WHAT THIS TASK INVOLVES: The copy must hold every line from the one with "the bird's black" through the end of the listing, word for word, and must hold no pictures.

STORED DATA:
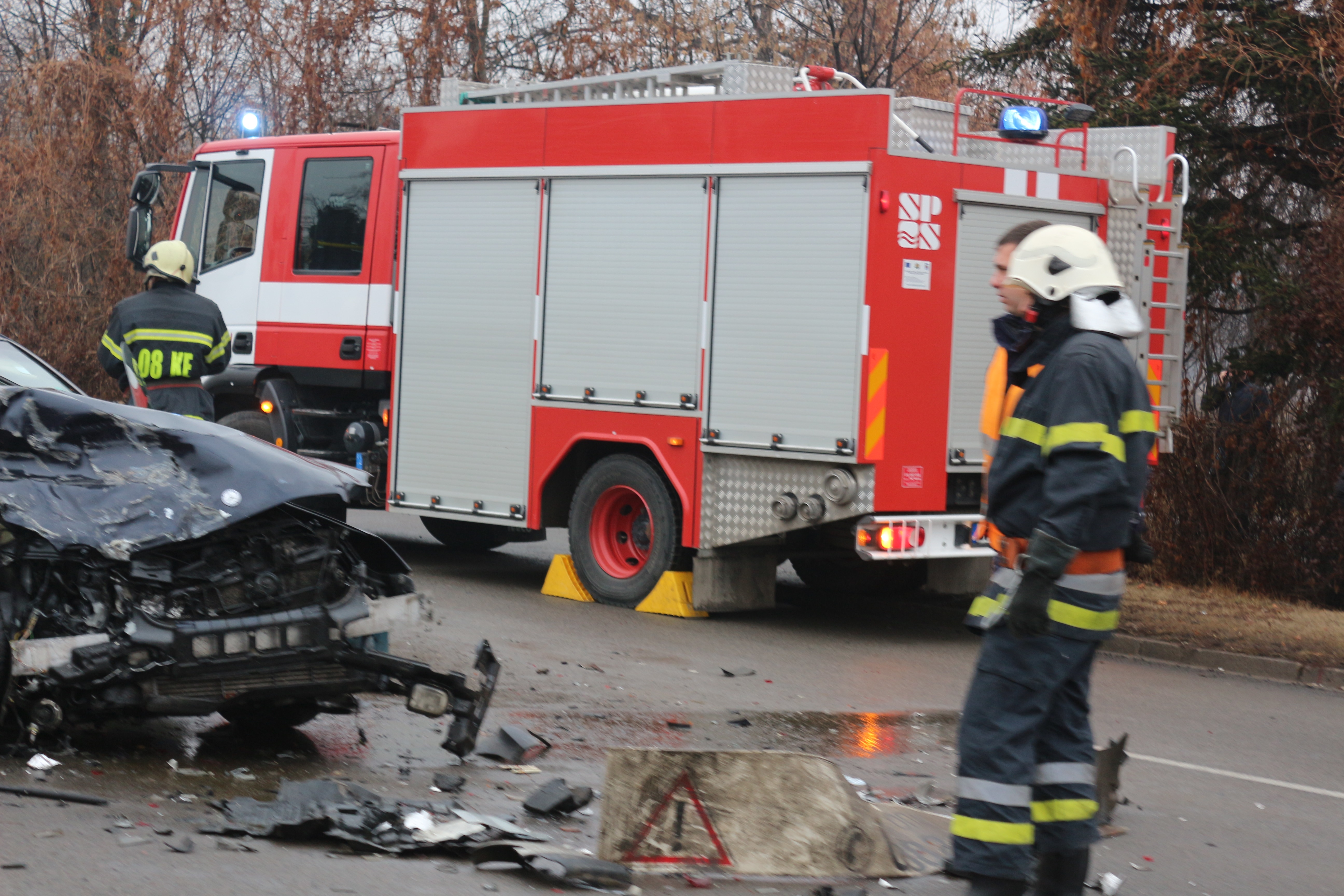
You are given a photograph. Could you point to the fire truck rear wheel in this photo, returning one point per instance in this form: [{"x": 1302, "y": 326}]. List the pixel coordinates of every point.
[
  {"x": 463, "y": 536},
  {"x": 250, "y": 422},
  {"x": 626, "y": 530}
]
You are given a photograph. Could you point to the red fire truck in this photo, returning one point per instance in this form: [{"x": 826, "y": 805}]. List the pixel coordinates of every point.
[{"x": 708, "y": 318}]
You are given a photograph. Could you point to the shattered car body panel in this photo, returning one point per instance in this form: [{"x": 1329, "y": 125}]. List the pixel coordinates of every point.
[{"x": 154, "y": 565}]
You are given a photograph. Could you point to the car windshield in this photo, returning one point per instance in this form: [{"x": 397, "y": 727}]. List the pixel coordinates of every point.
[{"x": 21, "y": 369}]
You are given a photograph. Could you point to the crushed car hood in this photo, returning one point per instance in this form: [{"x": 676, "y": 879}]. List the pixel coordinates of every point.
[{"x": 122, "y": 479}]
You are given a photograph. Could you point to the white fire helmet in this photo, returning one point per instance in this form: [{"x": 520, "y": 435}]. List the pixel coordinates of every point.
[
  {"x": 171, "y": 260},
  {"x": 1062, "y": 260}
]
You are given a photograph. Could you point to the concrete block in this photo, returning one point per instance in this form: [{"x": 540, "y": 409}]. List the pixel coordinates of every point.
[
  {"x": 959, "y": 576},
  {"x": 1249, "y": 666},
  {"x": 734, "y": 581}
]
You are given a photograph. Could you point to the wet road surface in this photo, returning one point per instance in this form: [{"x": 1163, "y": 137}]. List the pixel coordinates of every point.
[{"x": 874, "y": 686}]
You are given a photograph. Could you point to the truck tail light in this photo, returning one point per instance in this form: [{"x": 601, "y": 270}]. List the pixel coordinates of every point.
[{"x": 901, "y": 538}]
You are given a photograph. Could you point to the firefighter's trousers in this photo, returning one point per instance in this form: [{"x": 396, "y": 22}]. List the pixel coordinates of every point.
[{"x": 1027, "y": 777}]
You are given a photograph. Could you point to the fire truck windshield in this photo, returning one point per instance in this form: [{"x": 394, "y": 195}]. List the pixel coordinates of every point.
[{"x": 222, "y": 210}]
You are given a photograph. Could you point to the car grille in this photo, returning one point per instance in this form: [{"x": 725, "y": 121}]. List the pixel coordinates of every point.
[{"x": 230, "y": 687}]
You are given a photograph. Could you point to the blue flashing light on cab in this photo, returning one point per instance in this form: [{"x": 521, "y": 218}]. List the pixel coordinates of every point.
[{"x": 1023, "y": 123}]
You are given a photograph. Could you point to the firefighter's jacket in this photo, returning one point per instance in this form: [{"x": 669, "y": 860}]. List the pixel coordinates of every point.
[
  {"x": 1073, "y": 459},
  {"x": 175, "y": 338}
]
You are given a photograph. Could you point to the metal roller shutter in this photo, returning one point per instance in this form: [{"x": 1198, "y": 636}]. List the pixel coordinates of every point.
[
  {"x": 788, "y": 300},
  {"x": 466, "y": 345},
  {"x": 626, "y": 289},
  {"x": 976, "y": 305}
]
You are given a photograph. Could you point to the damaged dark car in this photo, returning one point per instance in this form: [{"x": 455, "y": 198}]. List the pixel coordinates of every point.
[{"x": 159, "y": 566}]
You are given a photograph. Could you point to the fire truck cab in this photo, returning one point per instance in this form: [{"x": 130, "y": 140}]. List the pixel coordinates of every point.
[{"x": 708, "y": 318}]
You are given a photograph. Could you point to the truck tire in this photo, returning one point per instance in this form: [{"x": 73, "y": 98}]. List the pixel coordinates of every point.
[
  {"x": 463, "y": 536},
  {"x": 250, "y": 422},
  {"x": 850, "y": 574},
  {"x": 626, "y": 530}
]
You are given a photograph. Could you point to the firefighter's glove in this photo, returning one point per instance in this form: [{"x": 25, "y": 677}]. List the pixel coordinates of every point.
[
  {"x": 1044, "y": 563},
  {"x": 1139, "y": 550}
]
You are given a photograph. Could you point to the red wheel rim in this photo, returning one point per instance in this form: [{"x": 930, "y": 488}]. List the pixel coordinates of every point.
[{"x": 621, "y": 533}]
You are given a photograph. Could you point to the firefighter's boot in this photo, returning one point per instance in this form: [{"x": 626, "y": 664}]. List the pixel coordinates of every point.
[
  {"x": 1062, "y": 874},
  {"x": 986, "y": 886}
]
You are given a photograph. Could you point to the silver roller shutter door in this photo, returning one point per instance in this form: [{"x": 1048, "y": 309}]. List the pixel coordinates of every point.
[
  {"x": 624, "y": 288},
  {"x": 788, "y": 300},
  {"x": 976, "y": 305},
  {"x": 466, "y": 356}
]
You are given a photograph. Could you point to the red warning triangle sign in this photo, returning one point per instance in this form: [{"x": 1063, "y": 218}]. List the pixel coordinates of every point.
[{"x": 679, "y": 832}]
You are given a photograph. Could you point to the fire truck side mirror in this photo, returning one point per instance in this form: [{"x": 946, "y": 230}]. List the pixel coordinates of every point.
[{"x": 140, "y": 226}]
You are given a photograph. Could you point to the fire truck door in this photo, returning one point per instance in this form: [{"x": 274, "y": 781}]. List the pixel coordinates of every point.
[
  {"x": 788, "y": 299},
  {"x": 464, "y": 348},
  {"x": 626, "y": 289},
  {"x": 976, "y": 305},
  {"x": 316, "y": 310},
  {"x": 225, "y": 228}
]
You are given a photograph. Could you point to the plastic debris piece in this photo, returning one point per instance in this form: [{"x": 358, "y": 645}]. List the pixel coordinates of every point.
[
  {"x": 556, "y": 797},
  {"x": 233, "y": 845},
  {"x": 183, "y": 844},
  {"x": 513, "y": 745},
  {"x": 448, "y": 832},
  {"x": 553, "y": 864}
]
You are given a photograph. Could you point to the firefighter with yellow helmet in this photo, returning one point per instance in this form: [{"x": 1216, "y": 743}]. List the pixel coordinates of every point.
[
  {"x": 1066, "y": 481},
  {"x": 173, "y": 335}
]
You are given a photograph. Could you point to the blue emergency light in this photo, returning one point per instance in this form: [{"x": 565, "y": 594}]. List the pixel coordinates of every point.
[
  {"x": 1023, "y": 123},
  {"x": 249, "y": 123}
]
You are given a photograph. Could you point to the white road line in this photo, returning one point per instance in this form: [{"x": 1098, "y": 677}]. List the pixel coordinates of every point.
[{"x": 1319, "y": 792}]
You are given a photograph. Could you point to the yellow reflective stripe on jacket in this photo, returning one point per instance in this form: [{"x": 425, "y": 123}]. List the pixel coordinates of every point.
[
  {"x": 1049, "y": 810},
  {"x": 1019, "y": 429},
  {"x": 1081, "y": 617},
  {"x": 170, "y": 336},
  {"x": 112, "y": 347},
  {"x": 216, "y": 354},
  {"x": 994, "y": 832},
  {"x": 1070, "y": 433},
  {"x": 1138, "y": 422},
  {"x": 983, "y": 606}
]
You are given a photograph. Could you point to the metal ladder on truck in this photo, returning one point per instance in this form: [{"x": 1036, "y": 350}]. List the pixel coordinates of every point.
[{"x": 1159, "y": 222}]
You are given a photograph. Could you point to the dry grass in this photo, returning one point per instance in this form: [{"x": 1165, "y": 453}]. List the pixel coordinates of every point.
[{"x": 1228, "y": 620}]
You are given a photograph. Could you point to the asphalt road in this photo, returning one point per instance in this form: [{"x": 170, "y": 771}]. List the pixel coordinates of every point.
[{"x": 834, "y": 676}]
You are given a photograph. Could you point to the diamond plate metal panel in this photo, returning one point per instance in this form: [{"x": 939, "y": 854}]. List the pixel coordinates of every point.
[
  {"x": 737, "y": 494},
  {"x": 1150, "y": 143},
  {"x": 756, "y": 77},
  {"x": 1124, "y": 238},
  {"x": 930, "y": 119}
]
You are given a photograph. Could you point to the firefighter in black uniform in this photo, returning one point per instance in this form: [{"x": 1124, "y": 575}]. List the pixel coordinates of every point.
[
  {"x": 1065, "y": 486},
  {"x": 174, "y": 335}
]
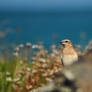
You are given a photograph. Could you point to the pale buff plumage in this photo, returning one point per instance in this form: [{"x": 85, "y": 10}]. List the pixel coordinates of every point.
[{"x": 69, "y": 55}]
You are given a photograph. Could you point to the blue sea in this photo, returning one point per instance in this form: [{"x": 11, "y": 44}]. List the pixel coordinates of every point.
[{"x": 49, "y": 27}]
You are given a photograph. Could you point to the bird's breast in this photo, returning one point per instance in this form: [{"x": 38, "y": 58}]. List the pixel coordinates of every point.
[{"x": 69, "y": 59}]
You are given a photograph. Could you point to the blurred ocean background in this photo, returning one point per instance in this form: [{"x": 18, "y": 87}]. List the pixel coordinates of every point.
[
  {"x": 49, "y": 27},
  {"x": 48, "y": 21}
]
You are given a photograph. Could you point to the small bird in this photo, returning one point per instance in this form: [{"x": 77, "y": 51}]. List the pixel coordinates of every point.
[{"x": 69, "y": 55}]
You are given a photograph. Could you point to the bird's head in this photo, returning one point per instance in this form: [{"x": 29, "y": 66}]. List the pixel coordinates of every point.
[{"x": 66, "y": 43}]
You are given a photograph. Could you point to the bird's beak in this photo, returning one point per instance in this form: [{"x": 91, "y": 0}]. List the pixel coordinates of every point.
[{"x": 62, "y": 43}]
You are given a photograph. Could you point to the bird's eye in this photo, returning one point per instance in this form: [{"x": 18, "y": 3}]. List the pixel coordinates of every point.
[{"x": 66, "y": 41}]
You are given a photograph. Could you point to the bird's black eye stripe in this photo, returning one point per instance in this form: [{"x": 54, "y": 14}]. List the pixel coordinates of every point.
[{"x": 66, "y": 41}]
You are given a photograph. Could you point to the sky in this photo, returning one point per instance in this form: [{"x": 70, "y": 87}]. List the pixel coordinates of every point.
[{"x": 44, "y": 4}]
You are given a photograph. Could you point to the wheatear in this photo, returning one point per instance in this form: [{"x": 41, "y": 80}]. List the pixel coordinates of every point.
[{"x": 69, "y": 55}]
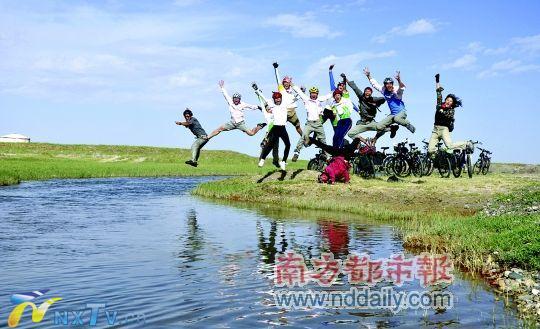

OUTPUT OF THE TASK:
You are given a photograph. Could you point to the bird's black eye stripe in this photo, returning one point per instance in this form: [{"x": 54, "y": 14}]. List the pixel coordinates of every point.
[{"x": 66, "y": 41}]
You are given a photograph. Could you point to the sky in this photo, returning one point per instance in this form: [{"x": 70, "y": 87}]. List the pixel coordinates of every point.
[{"x": 44, "y": 4}]
You are given a photograph. Could you point to the wheatear in this photo, returning one point per instance in this form: [{"x": 41, "y": 80}]. List the pixel coordinates of every point.
[{"x": 69, "y": 55}]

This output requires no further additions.